> **Dataset records**:
_ _ _ _ _ _ _
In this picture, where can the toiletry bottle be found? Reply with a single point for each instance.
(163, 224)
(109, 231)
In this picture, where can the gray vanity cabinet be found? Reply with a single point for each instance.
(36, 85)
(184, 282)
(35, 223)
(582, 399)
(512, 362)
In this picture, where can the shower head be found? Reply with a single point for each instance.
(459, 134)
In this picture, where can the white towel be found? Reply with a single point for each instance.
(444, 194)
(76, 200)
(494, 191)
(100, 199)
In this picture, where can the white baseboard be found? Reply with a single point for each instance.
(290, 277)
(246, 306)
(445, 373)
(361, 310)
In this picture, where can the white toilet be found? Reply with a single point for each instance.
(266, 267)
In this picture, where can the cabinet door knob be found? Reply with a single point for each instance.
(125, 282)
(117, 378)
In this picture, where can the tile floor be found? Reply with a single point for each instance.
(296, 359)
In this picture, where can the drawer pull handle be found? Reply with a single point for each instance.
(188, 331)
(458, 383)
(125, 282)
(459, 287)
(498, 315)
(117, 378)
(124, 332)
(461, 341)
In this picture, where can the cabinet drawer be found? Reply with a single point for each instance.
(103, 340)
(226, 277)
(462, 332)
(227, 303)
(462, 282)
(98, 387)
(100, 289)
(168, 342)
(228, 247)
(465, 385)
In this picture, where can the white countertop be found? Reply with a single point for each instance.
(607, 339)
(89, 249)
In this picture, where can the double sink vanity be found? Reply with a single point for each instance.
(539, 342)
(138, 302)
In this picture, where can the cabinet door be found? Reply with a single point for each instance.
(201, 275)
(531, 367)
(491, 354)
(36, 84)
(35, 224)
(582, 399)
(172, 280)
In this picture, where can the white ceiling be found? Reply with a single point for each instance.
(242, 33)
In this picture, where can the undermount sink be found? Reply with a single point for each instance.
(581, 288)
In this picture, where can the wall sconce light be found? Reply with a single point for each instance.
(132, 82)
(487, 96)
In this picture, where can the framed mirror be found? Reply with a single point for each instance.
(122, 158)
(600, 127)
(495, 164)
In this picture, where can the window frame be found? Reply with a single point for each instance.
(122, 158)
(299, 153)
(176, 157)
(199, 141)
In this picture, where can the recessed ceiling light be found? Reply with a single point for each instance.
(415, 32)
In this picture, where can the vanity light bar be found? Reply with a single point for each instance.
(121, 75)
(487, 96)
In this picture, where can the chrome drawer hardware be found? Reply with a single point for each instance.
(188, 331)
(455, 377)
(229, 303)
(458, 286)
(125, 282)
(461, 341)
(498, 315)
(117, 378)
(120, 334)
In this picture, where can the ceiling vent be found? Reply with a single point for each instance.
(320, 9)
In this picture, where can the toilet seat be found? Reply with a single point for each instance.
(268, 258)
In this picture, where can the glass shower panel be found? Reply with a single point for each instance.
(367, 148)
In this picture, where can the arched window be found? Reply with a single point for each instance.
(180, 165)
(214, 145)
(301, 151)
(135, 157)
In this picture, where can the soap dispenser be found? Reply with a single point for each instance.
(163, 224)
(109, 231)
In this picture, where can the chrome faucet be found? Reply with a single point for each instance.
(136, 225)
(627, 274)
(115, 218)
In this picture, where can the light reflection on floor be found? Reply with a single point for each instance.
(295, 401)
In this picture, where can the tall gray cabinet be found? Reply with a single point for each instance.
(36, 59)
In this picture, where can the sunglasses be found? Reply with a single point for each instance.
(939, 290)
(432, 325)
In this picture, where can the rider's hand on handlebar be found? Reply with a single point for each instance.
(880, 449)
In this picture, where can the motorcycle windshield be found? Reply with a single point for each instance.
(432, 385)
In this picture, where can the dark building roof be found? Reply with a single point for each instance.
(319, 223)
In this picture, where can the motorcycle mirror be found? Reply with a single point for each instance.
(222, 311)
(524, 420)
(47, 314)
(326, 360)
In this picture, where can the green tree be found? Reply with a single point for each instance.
_ _ _ _ _ _ _
> **Stated goal**:
Each line of the material must be restated exactly.

> **Solved exercise**:
In this picture, where can the toiletry bottle be found? Reply with a single point for each instance.
(163, 224)
(109, 231)
In this picture, where can the gray vanity cabinet be found? Reply with a single point for each instance.
(36, 85)
(184, 282)
(35, 223)
(582, 399)
(512, 362)
In this picture, where can the shower head be found? Reply with a single point for each instance.
(459, 134)
In this picture, where can the white towel be found? Reply with a single point for each instance.
(444, 194)
(76, 200)
(494, 191)
(100, 199)
In this picture, where can the white baseboard be found? Reply with a single point for each instance.
(290, 277)
(246, 306)
(445, 373)
(361, 310)
In this picture, where can the white toilet be found? Reply with a single point for each instance.
(266, 267)
In this picture, where can the cabinet door knob be found? Reply with a single point for each instance.
(125, 282)
(117, 378)
In this picture, where can the tile floor be found? Reply with a single point for each instance.
(296, 359)
In this picture, where can the drawer pull handle be found? Reply with a single point for each instance.
(188, 331)
(458, 383)
(125, 282)
(459, 287)
(498, 315)
(117, 378)
(124, 332)
(461, 341)
In this picture, where can the cabinet drawer be found? Reply with a single point for each instance.
(103, 340)
(226, 277)
(462, 332)
(227, 303)
(462, 282)
(98, 387)
(100, 289)
(168, 342)
(228, 247)
(465, 385)
In this picture, where can the white countertop be found? Reply with a single point for each instance.
(607, 339)
(89, 249)
In this picture, where can the double sink vanity be found? Reply with a single point for each instance.
(539, 342)
(138, 302)
In this picture, where can the cabinet door be found? Reply with a single point for each instance.
(201, 275)
(531, 367)
(491, 354)
(36, 84)
(35, 224)
(582, 399)
(172, 280)
In this picture, where can the white ceiling be found? Reply with a single point for each instance.
(242, 33)
In this picture, where can the undermount sink be found? Reply with a single point for each instance.
(581, 288)
In this picture, where can the wall sconce light be found? Reply with a single point for each instance.
(132, 82)
(487, 96)
In this picture, where can the framed mirror be found? Reply with a single point for each instance.
(122, 158)
(600, 127)
(495, 164)
In this picture, where can the window frame be found? Reply with a single point for each instance.
(122, 158)
(299, 153)
(176, 157)
(199, 141)
In this picture, where can the recessed ceiling light be found? Reply with a single point for each instance.
(415, 32)
In this picture, where can the vanity light bar be found? Reply with a single point for each instance.
(121, 75)
(487, 96)
In this picture, where can the chrome drawer hardware be found? Reply with a single point for each instance.
(188, 331)
(455, 377)
(229, 303)
(458, 286)
(125, 282)
(461, 341)
(498, 315)
(117, 378)
(120, 334)
In this picture, where can the ceiling vent be found? Reply with a single point for each instance.
(320, 9)
In this picture, where can the toilet seat be found? Reply with a single point for each instance.
(268, 258)
In this picture, where can the glass shower panel be found? Reply with a single point for each instance.
(367, 148)
In this picture, where can the arched window be found? Reply with a single point for each instance.
(180, 165)
(214, 145)
(301, 151)
(135, 157)
In this picture, where can the soap dispenser be found? Reply with a single point for each instance.
(163, 224)
(109, 231)
In this picture, where can the chrome faucet be found? Reply with a single point for each instance.
(136, 225)
(627, 274)
(115, 218)
In this picture, where can the light reflection on floor be found? Reply with a single point for each instance.
(295, 401)
In this picture, where can the tall gray cabinet be found? Reply with a single point for each instance.
(36, 59)
In this picture, where can the sunglasses be found? Reply with a single point for each instance.
(939, 290)
(432, 325)
In this picture, where can the rider's hand on handlebar be found? Reply with a single point for each instance.
(880, 449)
In this picture, where can the motorcycle windshield be found? Reply with a single point for each instance.
(432, 385)
In this picture, where can the dark building roof be found? Reply with a single point for each instance.
(319, 223)
In this picture, where can the motorcycle mirror be found? Reply with a single point for each instance.
(222, 311)
(524, 420)
(47, 314)
(326, 360)
In this picture, where can the green tree be found? Reply with a single point for each instance.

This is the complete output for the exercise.